**Instructions to follow:**
Continue the BMC health monitoring design document below, picking up right after its last sentence about sensor units.

283 lines
12 KiB
Markdown
283 lines
12 KiB
Markdown
### BMC Health Monitor
|
||
|
||
Author: Vijay Khemka <vijaykhemka@fb.com>, Sui Chen <suichen@google.com>, Jagpal
|
||
Singh Gill <paligill@gmail.com>
|
||
|
||
Created: 2020-05-04
|
||
|
||
## Problem Description
|
||
|
||
The problem is to monitor the health of a system with a BMC so we have some
|
||
means to make sure the BMC is working correctly. User can get required metrics
|
||
data as per configurations instantly. Set of monitored metrics may include CPU
|
||
and memory utilization, uptime, free disk space, I2C bus stats, and so on.
|
||
Actions can be taken based on monitoring data to correct the BMC’s state.
|
||
|
||
For this purpose, there may exist a metric producer (the subject of discussion
|
||
of this document), and a metric consumer (a program that makes use of health
|
||
monitoring data, which may run on the BMC or on the host.) They perform the
|
||
following tasks:
|
||
|
||
1. Configuration, where the user specifies what and how to collect, thresholds,
|
||
etc.
|
||
2. Metric collection, similar to what the read routine in phosphor-hwmon-readd
|
||
does.
|
||
3. Metric staging. When metrics are collected, they will be ready to be read
|
||
anytime in accessible forms like DBus objects or raw files for use with
|
||
consumer programs. Because of this staging step, the consumer does not need
|
||
to poll and wait.
|
||
4. Data transfer, where the consumer program obtains the metrics from the BMC by
|
||
in-band or out-of-band methods.
|
||
5. The consumer program may take certain actions based on the metrics collected.
|
||
|
||
Among those tasks, 1), 2), and 3) are the producer’s responsibility. 4) is
|
||
accomplished by both the producer and consumer. 5) is up to the consumer.
|
||
|
||
We realize there is some overlap between sensors and health monitoring in terms
|
||
of design rationale and existing infrastructure. But there are also quite a few
|
||
differences between sensors and metrics:
|
||
|
||
1. Sensor data originate from hardware, while most metrics may be obtained
|
||
through software. For this reason, there may be more commonalities between
|
||
metrics on all kinds of BMCs than sensors on BMCs, and we might not need the
|
||
hardware discovery process or build-time, hardware-specific configuration for
|
||
most health metrics.
|
||
2. Most sensors are instantaneous readings, while metrics might accumulate over
|
||
time, such as “uptime”. For those metrics, we might want to do calculations
|
||
that do not apply to sensor readings.
|
||
3. Metrics can represent device attributes which don't change, for example,
|
||
total system memory which is constant. Contrary, the primary intention of
|
||
sensors is to sense the change in attributes and represent that variability.
|
||
4. Metrics are expressed in native units such as bytes for memory. Sensors
|
||
infrastructure doesn't adhere to this and community has rejected the proposal
|
||
to add bytes for sensor unit.

**Records supplied:**
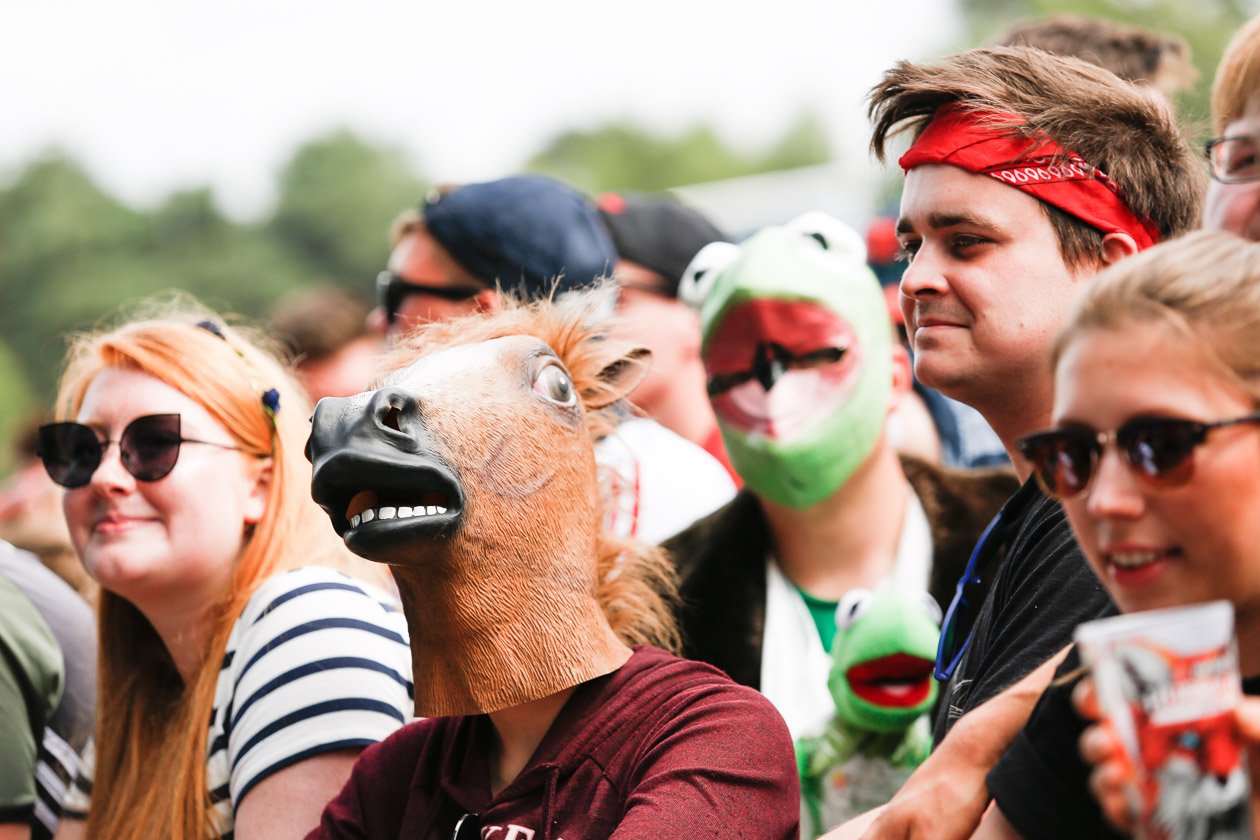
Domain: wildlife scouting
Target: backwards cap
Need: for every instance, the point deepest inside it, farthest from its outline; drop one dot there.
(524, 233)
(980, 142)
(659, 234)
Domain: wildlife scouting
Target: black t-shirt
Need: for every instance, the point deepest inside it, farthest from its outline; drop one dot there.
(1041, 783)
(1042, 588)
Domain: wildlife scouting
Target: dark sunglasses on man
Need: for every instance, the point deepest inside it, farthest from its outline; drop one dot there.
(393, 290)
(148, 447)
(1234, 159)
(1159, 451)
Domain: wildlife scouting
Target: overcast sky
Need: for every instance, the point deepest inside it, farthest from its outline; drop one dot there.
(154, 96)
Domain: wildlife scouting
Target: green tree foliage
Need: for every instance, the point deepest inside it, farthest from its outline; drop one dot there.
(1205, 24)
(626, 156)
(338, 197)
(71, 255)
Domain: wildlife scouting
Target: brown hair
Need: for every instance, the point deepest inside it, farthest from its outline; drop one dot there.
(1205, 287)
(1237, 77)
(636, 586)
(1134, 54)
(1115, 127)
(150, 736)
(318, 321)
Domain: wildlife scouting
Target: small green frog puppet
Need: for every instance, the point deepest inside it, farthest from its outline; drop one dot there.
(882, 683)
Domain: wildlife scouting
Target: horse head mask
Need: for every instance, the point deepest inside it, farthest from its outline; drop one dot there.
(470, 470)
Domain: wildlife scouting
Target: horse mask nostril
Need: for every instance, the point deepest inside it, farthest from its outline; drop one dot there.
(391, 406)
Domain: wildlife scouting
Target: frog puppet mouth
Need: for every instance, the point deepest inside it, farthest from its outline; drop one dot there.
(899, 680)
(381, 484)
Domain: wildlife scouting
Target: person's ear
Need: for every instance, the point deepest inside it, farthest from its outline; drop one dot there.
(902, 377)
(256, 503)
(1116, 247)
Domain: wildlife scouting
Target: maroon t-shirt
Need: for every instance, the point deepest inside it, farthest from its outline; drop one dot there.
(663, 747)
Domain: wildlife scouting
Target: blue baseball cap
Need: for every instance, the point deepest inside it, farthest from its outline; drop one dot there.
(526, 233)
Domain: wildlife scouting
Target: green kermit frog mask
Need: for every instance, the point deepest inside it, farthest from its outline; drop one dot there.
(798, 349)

**The output:**
|
||
|
||
Based on above, it doesn't sound reasonable to use sensors for representing the
|
||
metrics data.
|
||
|
||
## Background and References
|
||
|
||
References: dbus-monitor
|
||
|
||
## Requirements
|
||
|
||
The metric producer should provide
|
||
|
||
- A daemon to periodically collect various health metrics and expose them on
|
||
DBus.
|
||
- A dbus interface to allow other services, like redfish and IPMI, to access its
|
||
data.
|
||
- Capability to configure health monitoring for wide variety of metrics, such as
|
||
Memory Utilization, CPU Utilization, Reboot Statistics, etc.
|
||
- Capability to provide granular details for various metric types, for example -
|
||
- Memory Utilization - Free Memory, Shared Memory, Buffered&CachedMemory, etc.
|
||
- CPU Utilization - Userspace CPU Utilization, Kernelspace CPU Utilization,
|
||
etc.
|
||
- Reboot Statistics - Normal reboot count, Reboot count with failures, etc.
|
||
- Capability to take action as configured when values crosses threshold.
|
||
- Optionally, maintain a certain amount of historical data.
|
||
- Optionally, log critical / warning messages.
|
||
|
||
The metric consumer may be written in various different ways. No matter how the
|
||
consumer is obtained, it should be able to obtain the health metrics from the
|
||
producer through a set of interfaces.
|
||
|
||
The metric consumer is not in the scope of this document.
|
||
|
||
## Proposed Design
|
||
|
||
The metric producer is a daemon running on the BMC that performs the required
|
||
tasks and meets the requirements above. As described above, it is responsible
|
||
for
|
||
|
||
1. Configuration
|
||
2. Metric collection and
|
||
3. Metric staging & disperse tasks
|
||
|
||
For 1) Configuration, the daemon will have a default in code configuration.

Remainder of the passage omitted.